**** INPUT ****

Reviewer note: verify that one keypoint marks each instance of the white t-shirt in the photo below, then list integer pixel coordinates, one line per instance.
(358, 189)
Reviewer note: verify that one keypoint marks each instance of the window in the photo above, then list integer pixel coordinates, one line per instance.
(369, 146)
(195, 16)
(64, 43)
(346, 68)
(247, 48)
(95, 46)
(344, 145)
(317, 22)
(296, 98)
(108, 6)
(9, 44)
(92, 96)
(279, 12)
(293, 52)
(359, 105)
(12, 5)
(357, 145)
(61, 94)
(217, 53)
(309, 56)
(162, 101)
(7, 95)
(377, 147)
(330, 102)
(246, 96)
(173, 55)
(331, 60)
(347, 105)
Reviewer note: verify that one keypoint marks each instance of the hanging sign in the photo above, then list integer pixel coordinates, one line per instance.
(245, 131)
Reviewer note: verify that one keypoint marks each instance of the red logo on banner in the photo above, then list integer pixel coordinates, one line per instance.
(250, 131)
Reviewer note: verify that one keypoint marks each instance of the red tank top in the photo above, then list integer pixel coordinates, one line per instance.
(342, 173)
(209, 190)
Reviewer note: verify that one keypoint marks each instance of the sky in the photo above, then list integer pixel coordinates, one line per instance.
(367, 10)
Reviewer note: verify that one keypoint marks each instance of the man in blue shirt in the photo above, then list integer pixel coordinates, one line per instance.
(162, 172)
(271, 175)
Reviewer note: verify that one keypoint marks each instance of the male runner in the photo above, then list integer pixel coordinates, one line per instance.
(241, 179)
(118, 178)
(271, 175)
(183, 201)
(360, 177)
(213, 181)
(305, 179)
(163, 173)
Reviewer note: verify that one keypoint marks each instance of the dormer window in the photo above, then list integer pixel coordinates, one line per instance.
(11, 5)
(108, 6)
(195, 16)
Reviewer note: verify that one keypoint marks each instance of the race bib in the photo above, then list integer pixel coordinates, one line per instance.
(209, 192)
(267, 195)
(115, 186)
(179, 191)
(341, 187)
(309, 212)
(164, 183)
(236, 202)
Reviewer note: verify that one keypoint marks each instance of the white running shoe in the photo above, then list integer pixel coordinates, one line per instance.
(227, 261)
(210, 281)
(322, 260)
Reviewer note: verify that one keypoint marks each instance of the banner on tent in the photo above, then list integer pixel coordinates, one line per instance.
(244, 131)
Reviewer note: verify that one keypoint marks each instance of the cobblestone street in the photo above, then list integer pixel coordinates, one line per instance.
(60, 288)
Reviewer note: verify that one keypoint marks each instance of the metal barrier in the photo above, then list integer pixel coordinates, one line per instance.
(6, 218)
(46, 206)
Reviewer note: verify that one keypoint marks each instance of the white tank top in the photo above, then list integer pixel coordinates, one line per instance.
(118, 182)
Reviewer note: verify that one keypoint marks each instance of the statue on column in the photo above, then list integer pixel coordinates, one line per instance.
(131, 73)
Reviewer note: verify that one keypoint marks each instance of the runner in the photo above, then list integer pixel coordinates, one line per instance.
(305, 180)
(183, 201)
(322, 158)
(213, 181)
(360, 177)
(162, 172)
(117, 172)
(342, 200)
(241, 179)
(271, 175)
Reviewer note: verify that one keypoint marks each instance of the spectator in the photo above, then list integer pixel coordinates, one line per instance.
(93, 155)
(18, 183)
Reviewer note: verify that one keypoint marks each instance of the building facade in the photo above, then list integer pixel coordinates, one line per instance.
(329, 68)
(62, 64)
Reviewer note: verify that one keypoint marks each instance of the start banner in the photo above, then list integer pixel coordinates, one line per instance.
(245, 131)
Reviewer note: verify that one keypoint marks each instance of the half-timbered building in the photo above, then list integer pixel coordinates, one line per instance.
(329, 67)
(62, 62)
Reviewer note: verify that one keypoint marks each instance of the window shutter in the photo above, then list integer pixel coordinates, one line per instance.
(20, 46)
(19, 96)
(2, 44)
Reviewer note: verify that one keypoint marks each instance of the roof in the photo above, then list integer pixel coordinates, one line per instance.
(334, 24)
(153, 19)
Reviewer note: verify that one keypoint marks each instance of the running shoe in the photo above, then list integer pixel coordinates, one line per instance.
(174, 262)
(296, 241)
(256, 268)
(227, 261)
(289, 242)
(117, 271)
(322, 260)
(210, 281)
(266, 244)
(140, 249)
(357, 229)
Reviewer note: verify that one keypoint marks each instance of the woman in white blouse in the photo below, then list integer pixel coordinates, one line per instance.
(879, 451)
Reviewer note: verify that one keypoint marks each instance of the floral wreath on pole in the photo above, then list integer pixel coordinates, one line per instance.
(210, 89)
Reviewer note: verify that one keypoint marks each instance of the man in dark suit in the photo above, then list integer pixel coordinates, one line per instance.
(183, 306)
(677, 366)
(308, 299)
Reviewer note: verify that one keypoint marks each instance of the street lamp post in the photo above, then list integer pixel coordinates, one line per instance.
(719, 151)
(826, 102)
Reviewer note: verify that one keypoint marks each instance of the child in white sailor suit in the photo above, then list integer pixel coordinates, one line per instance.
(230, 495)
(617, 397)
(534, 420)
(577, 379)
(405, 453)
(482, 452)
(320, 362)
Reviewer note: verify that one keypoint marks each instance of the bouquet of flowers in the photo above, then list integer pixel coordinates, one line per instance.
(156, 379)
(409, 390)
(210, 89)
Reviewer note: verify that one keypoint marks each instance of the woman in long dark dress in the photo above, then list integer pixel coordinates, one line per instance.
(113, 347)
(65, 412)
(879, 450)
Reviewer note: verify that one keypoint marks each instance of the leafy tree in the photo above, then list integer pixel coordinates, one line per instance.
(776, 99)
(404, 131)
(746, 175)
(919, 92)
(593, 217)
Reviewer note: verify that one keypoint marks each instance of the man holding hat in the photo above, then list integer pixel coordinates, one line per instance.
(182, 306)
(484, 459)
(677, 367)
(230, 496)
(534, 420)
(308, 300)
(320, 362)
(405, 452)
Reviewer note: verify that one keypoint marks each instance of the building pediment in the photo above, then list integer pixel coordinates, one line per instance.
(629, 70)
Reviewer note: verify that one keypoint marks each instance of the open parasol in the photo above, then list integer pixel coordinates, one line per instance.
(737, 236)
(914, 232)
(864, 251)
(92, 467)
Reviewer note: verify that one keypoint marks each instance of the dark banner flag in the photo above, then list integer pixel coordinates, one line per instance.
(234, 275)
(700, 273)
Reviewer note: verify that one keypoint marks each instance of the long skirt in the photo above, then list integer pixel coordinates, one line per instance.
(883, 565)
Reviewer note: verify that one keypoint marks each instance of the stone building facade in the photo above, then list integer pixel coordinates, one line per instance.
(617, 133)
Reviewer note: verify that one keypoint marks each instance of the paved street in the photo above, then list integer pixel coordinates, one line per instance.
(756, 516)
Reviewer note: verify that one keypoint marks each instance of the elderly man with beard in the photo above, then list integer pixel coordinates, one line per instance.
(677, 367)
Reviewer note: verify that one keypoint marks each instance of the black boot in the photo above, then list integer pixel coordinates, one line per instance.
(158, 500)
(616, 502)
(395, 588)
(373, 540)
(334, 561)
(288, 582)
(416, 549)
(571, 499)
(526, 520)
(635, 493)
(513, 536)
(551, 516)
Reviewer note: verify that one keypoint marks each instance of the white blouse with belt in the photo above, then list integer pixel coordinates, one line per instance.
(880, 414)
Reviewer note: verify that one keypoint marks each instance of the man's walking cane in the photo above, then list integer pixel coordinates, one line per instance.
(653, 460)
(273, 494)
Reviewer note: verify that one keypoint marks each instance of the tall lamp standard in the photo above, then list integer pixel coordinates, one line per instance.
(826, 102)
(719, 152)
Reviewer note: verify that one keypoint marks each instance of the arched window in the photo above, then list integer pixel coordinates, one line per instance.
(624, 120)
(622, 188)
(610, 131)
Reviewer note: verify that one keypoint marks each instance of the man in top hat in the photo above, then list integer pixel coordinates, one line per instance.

****

__WRITTEN EXERCISE__. Quote the line that contains "of the black" and each line after it through the end of the data, exactly, leaving out everything else.

__OUTPUT__.
Reviewer note: verify that one keypoint marks each instance of the black boot in the photo above, then list integer pixel coordinates, one line per instance.
(158, 500)
(616, 502)
(395, 588)
(373, 540)
(334, 561)
(288, 582)
(416, 549)
(571, 499)
(526, 520)
(635, 493)
(513, 536)
(551, 516)
Reviewer note: verify that one keypoint marks each instance of the white blouse with belt in the photo above, then list integer pixel coordinates, one line per instance.
(880, 414)
Reviewer note: verify that one keypoint marks each instance of the man's walking cane in the photo above, then list integer pixel coordinates, one line per instance.
(653, 460)
(273, 494)
Reviewer note: verify that one keypoint marks each instance of the tall lamp standard in the photo above, then list integer pixel coordinates, one line per instance.
(826, 102)
(719, 152)
Reviewer note: verify that one keypoint marks each instance of the arched window in the photo above, then list integer pixel coordinates, one line per instance.
(624, 120)
(622, 188)
(610, 131)
Reviewer note: verify that one keypoint marks each instance of the man in top hat in the photo above, then list integer pixel coordinates, one line per instance.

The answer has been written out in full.